═══ Input ═══

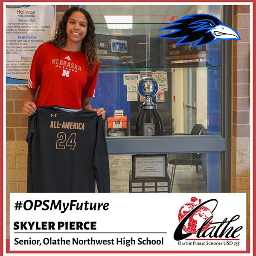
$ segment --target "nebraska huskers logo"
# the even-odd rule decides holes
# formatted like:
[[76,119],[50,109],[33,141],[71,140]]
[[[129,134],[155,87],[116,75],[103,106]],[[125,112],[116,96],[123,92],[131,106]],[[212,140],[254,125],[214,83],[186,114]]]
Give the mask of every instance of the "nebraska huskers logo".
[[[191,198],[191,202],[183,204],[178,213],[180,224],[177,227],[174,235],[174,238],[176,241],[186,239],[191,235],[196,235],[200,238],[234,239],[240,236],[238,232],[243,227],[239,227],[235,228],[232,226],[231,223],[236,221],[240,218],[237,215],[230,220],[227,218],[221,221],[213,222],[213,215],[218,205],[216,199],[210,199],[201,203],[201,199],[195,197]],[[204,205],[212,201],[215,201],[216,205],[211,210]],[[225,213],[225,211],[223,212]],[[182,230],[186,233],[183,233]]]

═══
═══ Input ═══

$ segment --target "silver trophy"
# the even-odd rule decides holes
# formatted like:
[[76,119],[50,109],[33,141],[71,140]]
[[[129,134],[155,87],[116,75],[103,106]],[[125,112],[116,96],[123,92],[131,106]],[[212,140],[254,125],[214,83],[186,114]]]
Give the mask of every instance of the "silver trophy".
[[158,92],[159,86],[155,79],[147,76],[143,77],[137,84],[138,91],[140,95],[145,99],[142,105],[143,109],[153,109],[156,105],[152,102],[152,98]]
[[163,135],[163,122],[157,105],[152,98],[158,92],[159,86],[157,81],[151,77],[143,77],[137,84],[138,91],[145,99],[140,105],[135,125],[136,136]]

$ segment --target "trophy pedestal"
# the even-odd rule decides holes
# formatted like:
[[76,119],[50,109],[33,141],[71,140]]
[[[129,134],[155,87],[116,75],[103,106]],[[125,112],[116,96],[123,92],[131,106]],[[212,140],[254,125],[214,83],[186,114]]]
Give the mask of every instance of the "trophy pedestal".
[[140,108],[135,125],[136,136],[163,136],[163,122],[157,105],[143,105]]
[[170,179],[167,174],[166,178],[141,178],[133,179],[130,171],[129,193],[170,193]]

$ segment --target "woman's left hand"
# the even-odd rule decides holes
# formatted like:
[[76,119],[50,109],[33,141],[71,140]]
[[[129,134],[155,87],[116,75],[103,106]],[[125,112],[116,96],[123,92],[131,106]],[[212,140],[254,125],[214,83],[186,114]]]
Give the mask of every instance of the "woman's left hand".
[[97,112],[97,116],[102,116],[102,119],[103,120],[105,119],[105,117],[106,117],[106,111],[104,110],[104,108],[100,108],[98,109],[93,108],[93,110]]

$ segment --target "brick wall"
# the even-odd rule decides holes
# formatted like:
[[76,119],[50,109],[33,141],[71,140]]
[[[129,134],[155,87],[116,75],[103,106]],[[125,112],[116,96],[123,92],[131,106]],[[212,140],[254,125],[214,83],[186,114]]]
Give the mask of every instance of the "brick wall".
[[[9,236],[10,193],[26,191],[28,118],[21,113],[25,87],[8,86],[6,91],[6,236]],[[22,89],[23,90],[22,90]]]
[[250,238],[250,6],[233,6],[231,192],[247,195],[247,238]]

═══
═══ Input ═══

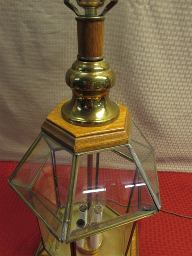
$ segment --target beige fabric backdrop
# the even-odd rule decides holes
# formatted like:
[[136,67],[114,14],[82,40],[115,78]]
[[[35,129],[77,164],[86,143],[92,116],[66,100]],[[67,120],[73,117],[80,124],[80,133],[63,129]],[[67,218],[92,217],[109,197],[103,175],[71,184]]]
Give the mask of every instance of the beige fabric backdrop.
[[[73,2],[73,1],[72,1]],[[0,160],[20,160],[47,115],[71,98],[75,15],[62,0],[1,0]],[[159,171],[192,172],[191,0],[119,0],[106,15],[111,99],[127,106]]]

═══

Gather every line above that contains the string "huskers", and copy each one in full.

$ segment --target "nebraska huskers logo"
Give the mask of every instance of the "nebraska huskers logo".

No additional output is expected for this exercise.